We know the  HIPAA industry is vast and that it is important to work well and communicate with patients while remaining HIPAA compliant.

SEE ALSO:  HIPAA compliant email

This is especially true with the recent move toward remote working and the increase in cyberattacks against healthcare. Today, we will determine if Autopilot is HIPAA compliant or not.


About Autopilot

Autopilot is a user experience tool that visualizes a customer’s experience with an organization. With this and similar products, organizations can centralize and standardize customer information to improve and enrich encounters.

It includes various solutions and features, such as customer data, audiences, marketing channels, and analytics, to make customer retention and communication simpler.

Moreover, autopilot offers multi-channel marketing capabilities, such as online, email, in-app, text, and traditional mail.

RELATED: Social media and email marketing for healthcare: A virtuous circle

The app can integrate with other options such as Stripe, Facebook, Slack, or MailChimp.


Autopilot and the business associate agreement


A major part of HIPAA compliance is ensuring a business associate will sign a business associate agreement (BAA). A business associate is a person or entity that performs certain functions or activities that involves the use or disclosure of PHI.

In this instance, Autopilot is a business associate of a healthcare organization if it works with any data that includes electronic PHI (ePHI), like a name or an email address.

Generally, the HIPAA Privacy Rule allows healthcare providers to disclose PHI if they receive assurance that the information is protected through a signed BAA. There is no mention of HIPAA or a BAA on the Autopilot website.

# List of tasks:
**a)** In the Autopilot article, rewrite the passage starting at "It includes various" and ending at "and communication simpler.", swapping "analytics" for "reporting".
**b)** According to the Autopilot article, which apps can Autopilot integrate with?
**c)** Write the next part of the Autopilot article, picking up after its final sentence.
The listing has no connection to the Autopilot article.

# Information supplied:

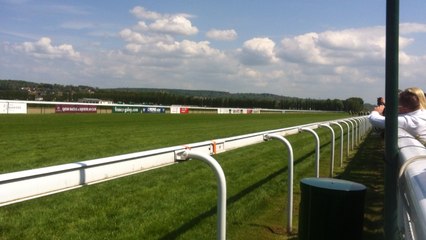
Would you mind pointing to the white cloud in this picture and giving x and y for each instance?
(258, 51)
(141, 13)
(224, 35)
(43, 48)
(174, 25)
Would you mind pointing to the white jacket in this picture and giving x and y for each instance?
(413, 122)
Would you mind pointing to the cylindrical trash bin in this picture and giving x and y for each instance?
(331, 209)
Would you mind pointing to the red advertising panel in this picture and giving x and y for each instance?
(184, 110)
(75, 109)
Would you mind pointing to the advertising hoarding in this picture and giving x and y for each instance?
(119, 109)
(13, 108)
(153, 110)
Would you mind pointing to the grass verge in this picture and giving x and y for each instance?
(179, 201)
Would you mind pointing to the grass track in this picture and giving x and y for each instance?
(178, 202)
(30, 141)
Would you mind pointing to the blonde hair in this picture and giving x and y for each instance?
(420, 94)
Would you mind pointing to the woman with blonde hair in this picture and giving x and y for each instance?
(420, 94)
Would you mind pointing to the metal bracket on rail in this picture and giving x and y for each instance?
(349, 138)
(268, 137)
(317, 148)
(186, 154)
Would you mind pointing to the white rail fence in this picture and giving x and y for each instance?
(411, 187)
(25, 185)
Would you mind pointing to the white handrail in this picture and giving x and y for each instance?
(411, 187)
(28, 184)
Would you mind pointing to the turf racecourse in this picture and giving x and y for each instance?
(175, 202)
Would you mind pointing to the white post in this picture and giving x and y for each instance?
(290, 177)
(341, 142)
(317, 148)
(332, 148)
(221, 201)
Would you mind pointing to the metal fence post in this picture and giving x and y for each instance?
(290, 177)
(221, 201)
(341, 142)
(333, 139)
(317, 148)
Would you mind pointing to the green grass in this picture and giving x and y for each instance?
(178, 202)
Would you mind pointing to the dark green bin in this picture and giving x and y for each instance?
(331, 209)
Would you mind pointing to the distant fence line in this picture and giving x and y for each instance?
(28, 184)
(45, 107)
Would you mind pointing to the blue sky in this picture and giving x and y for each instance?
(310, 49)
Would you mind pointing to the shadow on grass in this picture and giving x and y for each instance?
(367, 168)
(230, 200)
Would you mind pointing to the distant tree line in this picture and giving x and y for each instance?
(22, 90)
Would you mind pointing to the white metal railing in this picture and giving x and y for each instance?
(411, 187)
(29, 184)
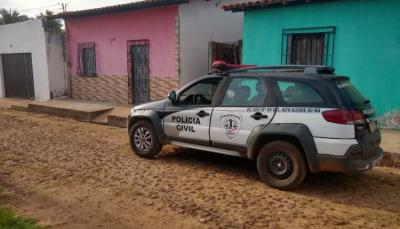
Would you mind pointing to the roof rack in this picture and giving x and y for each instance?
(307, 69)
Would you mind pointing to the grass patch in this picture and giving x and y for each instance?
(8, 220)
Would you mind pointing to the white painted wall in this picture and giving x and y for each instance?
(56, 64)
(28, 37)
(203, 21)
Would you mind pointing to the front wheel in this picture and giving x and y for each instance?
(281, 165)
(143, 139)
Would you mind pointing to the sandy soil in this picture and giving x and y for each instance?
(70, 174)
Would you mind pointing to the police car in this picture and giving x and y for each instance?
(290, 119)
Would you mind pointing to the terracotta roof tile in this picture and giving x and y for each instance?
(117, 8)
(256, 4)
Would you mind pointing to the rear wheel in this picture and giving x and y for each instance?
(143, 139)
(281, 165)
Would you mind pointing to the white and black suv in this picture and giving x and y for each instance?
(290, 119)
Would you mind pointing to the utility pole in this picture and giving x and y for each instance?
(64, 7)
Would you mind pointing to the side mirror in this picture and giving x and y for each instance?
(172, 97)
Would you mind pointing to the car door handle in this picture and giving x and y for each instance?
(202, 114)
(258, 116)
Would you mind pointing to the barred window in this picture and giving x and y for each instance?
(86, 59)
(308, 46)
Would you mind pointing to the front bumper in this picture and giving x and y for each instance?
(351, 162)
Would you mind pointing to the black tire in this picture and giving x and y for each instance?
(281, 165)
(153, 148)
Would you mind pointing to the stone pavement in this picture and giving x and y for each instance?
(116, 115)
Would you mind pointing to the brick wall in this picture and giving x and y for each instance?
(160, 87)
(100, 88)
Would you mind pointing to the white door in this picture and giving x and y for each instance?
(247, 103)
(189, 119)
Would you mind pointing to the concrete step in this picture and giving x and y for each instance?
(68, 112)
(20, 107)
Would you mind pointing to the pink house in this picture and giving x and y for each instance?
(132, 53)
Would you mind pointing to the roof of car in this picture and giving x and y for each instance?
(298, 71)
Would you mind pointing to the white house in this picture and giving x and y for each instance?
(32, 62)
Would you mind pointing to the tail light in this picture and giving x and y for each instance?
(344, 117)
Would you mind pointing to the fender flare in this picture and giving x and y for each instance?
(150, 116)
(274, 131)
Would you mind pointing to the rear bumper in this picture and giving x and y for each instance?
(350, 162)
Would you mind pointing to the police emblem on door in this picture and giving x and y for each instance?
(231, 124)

# Answers for the tasks:
**a)**
It includes various solutions and features, such as customer data, audiences, marketing channels, and reporting, to make customer retention and communication simpler.

**b)** Stripe, Facebook, Slack, and MailChimp.

**c)**
Autopilot and cybersecurity


According to Autopilot, “Customer data is one of the most valuable assets a company has,” which is why cybersecurity is “our top priority.” Listed cybersecurity measures include physical controls such as offsite backup with 24-hour security. The software itself is cloud-based.

RELATED: CSA offers guidance on preventing ransomware in the healthcare cloud

Data in transit is secured with Secure Sockets Layer (SSL) while email encryption is supported by Transport Layer Security (TLS). Autopilot ensures that all of its software goes through regular audits and updates. Technological access controls for its users include two-factor authentication (2FA) and hash-encrypted passwords.

RELATED: What’s the difference between 2FA and MFA?

Customer databases sit behind a firewall. Autopilot further states that the company uses cookies, web beacons, and third-server parties to track user information. Accordingly, Autopilot only uses that information to improve the app. While the company collects the data of its users’ customers, it only does so “on behalf of [their] Customers.”


Is Autopilot HIPAA compliant?


The BAA is a key component of HIPAA compliance and Autopilot does not appear to sign a BAA. If a data breach or  HIPAA violation occurs and any PHI is accessed, the covered entity is liable.

Conclusion Autopilot is not HIPAA compliant.